-- Excerpt --
Switzerland is not a part of the European Union, but it did sign into the Schengen Zone, making it subject to the laws outlined in the Dublin Regulation. The Dublin Regulation, however, still upholds some aspects of EU Law. Since Switzerland also signed into the Council of Europe, they are beholden to the judgements of the ECHR. Therefore, the ECHR had to apply laws from the EU to a country that is not a part of the EU. In the dissenting opinion from the chamber judges, they write that it is outside of the scope of Swiss responsibilities to protect against potential future unsafe treatment, and they insist on instead putting any future burden on Italy. Their unclear assignment of blame exposes some discrepancies in the Convention of Human Rights as well as the Dublin Regulation.

== Dublin Regulation and the European refugees crisis ==

Around 23 June 2015 during the European refugee and migrant crisis, Hungary considered itself overburdened with asylum applications after receiving 60,000 "illegal immigrants" that year and announced to no longer receive back applicants who had crossed the borders to other EU countries and were detained there, as they should according to the Dublin regulation, due to unspecified "technical reasons", thus practically withdrawing from that Dublin regulation. On 24 August 2015, Germany therefore decided to make use of the "sovereignty clause" to process Syrian asylum applications for which it would not be responsible under the criteria of the Regulation. On 2 September 2015, the Czech Republic also decided to offer Syrian refugees who had already applied for asylum in other EU countries and who had reached the country to either have their application processed in the Czech Republic (i. e. get asylum there) or to continue their journey elsewhere.

-- Job 1 --
List every line in the records below that contains the string "pink", matching case exactly.

-- Data rows --
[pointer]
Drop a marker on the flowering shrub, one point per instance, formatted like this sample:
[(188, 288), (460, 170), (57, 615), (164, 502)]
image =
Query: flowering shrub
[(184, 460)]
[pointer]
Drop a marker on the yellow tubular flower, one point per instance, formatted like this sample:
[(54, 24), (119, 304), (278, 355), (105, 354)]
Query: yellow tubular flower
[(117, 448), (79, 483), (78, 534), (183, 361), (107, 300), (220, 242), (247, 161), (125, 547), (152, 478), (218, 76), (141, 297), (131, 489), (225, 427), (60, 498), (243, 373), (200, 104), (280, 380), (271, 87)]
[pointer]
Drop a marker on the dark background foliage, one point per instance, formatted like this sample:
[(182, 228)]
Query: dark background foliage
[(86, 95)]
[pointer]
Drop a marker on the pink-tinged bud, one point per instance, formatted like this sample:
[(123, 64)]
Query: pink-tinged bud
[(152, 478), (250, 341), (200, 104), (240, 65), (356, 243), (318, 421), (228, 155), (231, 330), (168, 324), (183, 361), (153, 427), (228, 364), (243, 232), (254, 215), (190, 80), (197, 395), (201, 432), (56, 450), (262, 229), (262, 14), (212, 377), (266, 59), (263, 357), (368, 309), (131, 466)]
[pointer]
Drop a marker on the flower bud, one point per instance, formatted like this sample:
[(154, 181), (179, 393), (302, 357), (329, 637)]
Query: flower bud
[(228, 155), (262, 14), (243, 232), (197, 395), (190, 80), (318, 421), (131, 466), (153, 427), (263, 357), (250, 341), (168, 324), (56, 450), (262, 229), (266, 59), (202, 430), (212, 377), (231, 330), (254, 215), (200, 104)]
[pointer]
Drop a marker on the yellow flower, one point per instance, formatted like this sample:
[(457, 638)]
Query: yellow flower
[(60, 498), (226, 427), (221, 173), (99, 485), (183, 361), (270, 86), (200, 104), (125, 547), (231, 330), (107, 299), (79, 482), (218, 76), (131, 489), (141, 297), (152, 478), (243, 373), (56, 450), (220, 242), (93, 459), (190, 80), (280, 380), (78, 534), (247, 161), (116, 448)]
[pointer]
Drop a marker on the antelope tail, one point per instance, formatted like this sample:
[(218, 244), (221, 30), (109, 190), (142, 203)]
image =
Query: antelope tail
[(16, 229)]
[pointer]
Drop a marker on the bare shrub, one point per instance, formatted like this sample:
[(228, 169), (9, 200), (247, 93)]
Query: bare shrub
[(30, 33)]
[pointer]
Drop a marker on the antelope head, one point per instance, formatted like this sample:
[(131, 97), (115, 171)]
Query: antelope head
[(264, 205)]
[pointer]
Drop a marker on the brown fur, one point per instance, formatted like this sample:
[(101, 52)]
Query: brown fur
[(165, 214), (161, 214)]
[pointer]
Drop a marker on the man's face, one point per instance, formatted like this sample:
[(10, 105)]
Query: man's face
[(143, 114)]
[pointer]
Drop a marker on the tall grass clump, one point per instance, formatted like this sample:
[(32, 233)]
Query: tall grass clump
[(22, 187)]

-- Job 2 --
Reproduce word for word the part of the Dublin Regulation text that opens with the words containing "Switzerland is not" and closes with "as the Dublin Regulation.".

-- Problem solution 1 --
Drop a marker on the pink-tinged bud, one point per instance, formatted like this sample:
Query: pink-tinged bud

-- Problem solution 2 --
Switzerland is not a part of the European Union, but it did sign into the Schengen Zone, making it subject to the laws outlined in the Dublin Regulation. The Dublin Regulation, however, still upholds some aspects of EU Law. Since Switzerland also signed into the Council of Europe, they are beholden to the judgements of the ECHR. Therefore, the ECHR had to apply laws from the EU to a country that is not a part of the EU. In the dissenting opinion from the chamber judges, they write that it is outside of the scope of Swiss responsibilities to protect against potential future unsafe treatment, and they insist on instead putting any future burden on Italy. Their unclear assignment of blame exposes some discrepancies in the Convention of Human Rights as well as the Dublin Regulation.